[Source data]
+ + +
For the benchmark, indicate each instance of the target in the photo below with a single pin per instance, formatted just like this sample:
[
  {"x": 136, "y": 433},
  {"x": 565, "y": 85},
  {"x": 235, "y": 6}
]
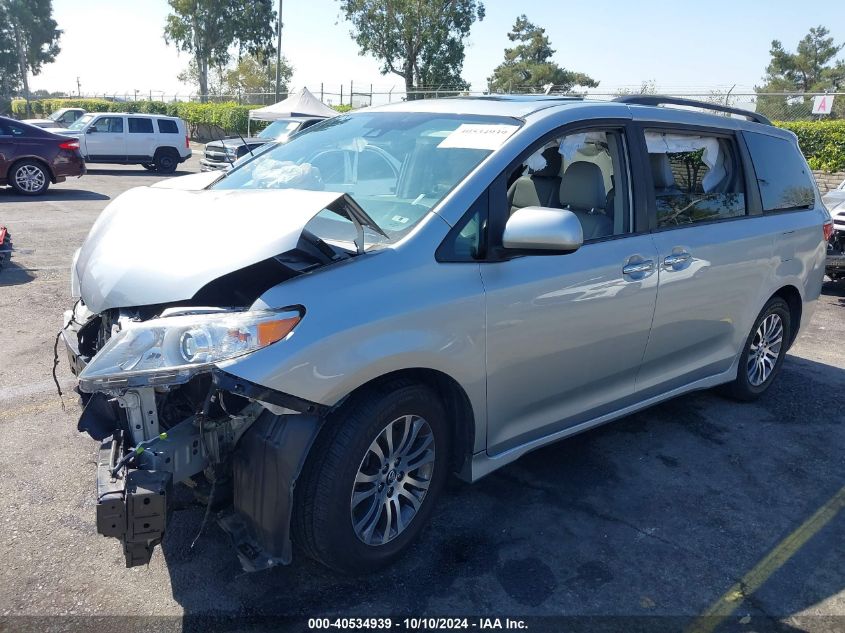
+ + +
» EXERCISE INSTRUCTIONS:
Copy the rows above word for word, leaving out the picture.

» TASK OUTPUT:
For the benchmark, indicate each instance of the target in the photo below with a single pin per instance, formatted just like this sample:
[
  {"x": 136, "y": 433},
  {"x": 565, "y": 85},
  {"x": 235, "y": 6}
]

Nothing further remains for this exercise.